### Material to process:
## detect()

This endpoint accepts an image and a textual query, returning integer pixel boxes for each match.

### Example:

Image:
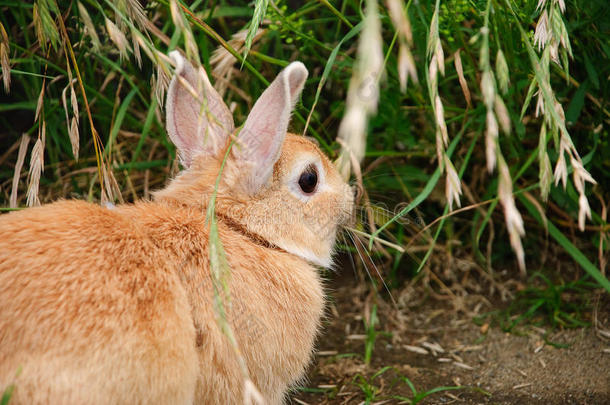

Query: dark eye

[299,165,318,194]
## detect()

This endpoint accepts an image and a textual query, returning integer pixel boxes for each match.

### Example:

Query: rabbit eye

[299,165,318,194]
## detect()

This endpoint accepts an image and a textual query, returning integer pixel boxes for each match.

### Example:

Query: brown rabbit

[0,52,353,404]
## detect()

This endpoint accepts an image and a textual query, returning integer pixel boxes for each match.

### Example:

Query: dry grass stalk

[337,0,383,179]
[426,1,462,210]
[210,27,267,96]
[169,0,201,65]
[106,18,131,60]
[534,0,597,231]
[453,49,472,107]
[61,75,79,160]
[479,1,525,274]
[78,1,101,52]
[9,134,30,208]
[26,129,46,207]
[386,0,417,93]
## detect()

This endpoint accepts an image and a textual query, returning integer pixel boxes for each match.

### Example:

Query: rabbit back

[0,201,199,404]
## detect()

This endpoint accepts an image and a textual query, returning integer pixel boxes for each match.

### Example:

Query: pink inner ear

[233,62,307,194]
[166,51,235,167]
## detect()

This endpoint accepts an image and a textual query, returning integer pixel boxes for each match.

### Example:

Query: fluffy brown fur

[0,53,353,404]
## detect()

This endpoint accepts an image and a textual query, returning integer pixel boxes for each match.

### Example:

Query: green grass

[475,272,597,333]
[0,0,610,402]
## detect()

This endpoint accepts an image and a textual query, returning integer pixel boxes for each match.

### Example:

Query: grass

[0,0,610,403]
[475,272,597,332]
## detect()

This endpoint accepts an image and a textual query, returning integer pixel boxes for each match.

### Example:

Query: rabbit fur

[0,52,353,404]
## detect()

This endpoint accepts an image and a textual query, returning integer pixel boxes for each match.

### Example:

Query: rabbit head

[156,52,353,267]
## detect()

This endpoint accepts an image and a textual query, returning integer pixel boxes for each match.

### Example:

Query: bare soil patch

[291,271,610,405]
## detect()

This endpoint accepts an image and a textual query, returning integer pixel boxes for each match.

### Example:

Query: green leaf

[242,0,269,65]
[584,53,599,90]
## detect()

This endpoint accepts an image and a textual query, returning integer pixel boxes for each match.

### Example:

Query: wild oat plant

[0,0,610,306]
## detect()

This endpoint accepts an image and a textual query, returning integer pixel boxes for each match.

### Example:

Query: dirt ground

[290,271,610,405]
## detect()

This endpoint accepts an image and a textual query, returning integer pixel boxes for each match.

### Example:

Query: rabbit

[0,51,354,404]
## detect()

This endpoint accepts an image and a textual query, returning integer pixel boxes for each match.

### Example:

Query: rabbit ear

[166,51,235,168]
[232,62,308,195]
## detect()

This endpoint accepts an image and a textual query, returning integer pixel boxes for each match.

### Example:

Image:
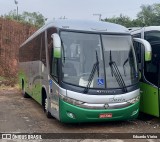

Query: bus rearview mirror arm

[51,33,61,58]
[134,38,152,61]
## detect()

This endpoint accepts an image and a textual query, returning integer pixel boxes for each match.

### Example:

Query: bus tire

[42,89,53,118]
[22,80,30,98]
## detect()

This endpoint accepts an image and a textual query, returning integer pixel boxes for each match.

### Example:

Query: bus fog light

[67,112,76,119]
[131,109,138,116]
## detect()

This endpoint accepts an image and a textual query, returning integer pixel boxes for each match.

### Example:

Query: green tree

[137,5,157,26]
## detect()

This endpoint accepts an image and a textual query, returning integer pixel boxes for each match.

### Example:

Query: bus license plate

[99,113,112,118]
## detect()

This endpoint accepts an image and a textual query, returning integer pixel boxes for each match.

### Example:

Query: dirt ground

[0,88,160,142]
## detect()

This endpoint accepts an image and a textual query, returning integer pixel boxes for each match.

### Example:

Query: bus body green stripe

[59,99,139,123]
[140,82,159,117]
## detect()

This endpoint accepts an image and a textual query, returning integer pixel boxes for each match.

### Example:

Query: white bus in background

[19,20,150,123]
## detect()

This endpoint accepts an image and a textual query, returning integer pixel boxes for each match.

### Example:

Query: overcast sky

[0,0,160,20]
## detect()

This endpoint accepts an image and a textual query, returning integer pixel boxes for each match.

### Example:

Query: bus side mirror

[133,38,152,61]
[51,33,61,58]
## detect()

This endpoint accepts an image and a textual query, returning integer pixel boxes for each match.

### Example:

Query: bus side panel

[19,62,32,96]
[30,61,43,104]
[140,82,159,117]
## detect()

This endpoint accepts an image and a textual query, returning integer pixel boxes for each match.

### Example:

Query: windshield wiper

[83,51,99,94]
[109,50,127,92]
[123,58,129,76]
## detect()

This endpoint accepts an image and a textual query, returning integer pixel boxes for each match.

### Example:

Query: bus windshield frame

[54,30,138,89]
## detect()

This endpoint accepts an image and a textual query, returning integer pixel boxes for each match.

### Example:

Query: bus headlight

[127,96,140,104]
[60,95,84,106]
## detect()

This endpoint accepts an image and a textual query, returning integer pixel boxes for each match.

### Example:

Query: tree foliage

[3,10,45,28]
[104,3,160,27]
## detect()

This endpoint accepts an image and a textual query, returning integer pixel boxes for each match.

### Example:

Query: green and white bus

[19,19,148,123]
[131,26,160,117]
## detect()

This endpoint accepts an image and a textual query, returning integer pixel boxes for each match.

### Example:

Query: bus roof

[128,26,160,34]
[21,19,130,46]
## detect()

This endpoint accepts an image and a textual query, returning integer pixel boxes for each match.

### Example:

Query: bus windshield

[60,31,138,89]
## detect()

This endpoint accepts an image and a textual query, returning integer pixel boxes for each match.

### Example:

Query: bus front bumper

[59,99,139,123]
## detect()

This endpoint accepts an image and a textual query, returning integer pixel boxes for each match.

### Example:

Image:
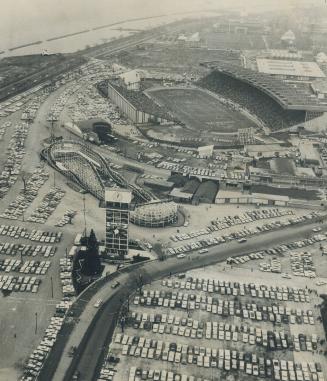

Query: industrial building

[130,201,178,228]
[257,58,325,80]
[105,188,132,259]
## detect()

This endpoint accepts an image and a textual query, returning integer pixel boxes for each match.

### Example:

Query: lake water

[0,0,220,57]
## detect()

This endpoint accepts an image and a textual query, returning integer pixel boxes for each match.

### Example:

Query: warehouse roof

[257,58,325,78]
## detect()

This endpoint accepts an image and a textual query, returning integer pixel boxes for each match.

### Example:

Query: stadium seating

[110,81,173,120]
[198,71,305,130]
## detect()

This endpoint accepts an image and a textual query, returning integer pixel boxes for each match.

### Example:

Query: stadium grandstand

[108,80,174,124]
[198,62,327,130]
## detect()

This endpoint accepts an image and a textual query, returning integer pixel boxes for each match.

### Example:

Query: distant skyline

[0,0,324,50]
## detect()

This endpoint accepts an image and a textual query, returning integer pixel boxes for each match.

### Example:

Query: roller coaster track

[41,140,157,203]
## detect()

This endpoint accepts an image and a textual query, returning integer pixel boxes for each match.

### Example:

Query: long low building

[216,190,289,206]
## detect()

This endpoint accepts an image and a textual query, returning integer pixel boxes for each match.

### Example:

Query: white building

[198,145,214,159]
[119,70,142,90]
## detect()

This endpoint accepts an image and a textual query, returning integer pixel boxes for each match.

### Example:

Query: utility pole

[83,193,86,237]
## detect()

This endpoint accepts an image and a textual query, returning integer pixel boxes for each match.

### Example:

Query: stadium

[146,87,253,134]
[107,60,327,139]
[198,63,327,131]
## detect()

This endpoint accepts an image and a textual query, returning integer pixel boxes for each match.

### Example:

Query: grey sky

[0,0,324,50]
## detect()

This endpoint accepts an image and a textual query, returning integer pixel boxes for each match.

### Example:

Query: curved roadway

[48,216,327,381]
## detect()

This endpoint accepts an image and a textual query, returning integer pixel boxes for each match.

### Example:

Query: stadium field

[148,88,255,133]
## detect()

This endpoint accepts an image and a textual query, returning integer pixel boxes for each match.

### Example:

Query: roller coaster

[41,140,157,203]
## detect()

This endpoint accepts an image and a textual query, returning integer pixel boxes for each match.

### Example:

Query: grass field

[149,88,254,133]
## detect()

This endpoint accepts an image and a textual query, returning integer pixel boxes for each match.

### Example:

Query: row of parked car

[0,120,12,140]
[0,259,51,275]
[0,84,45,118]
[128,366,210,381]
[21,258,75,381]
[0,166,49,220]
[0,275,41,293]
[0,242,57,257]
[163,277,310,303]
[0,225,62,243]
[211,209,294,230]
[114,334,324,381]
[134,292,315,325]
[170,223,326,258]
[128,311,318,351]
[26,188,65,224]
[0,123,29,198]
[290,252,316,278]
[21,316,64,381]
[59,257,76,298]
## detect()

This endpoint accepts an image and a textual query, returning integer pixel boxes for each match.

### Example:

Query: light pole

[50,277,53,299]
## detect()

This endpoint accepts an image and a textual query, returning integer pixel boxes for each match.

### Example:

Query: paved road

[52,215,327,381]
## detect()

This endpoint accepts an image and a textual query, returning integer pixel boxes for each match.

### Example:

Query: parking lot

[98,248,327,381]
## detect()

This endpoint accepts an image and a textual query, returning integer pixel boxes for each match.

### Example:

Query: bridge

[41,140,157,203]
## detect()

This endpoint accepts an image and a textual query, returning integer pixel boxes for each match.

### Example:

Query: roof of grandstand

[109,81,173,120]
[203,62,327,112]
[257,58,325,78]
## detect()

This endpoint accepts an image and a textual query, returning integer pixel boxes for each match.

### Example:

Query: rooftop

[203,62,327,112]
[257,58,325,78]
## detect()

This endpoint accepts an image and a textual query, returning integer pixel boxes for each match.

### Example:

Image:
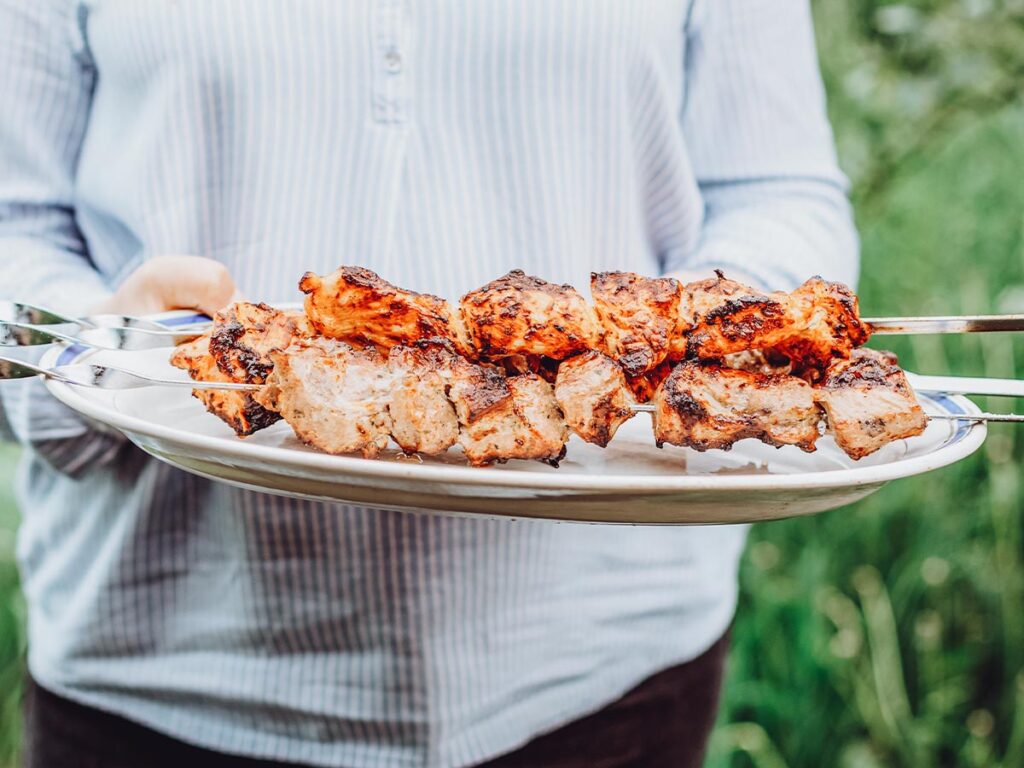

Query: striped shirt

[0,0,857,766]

### Directions:
Render the items from the start through the line containing "[0,201,199,404]" as a two-column CSV with the headers item_text and answer_boxes, one row per item. Put each item's text and its answer in their own quoted fields with line breaks replaced by spaces, and leave out the pictures.

### Solution for this task:
item_text,answer_boxes
"## detect() This endpoint accepts an image and a textual query, returning integer pixel boxes for each match. ### Example: Image: Query: dark eye","[299,165,318,194]"
"## detect() This endpoint accepts an image and a textual query, returning integer pixel boxes for each match. ### Example: Query: rabbit eye","[299,165,318,194]"
"## detect() This endpoint accepts an image and a textual query, returning integer pixel boxes for each match. ### Example: Query: brown rabbit","[0,52,353,404]"
"## detect() This endpoint accepts an image and a textual query, returning integer pixel boxes for each match. ### Example: Query: dry grass stalk","[337,0,383,179] [426,1,462,210] [210,27,267,96] [169,0,201,65] [106,18,131,60] [534,0,597,231] [453,49,472,107] [61,75,79,160] [479,1,525,274] [78,1,101,52] [9,134,30,208] [26,129,46,207] [386,0,417,93]"
"## detect() This endpoint accepts an image and a textual query, returning integer pixel boxes for each match. ### Example: Query: rabbit back","[0,201,199,404]"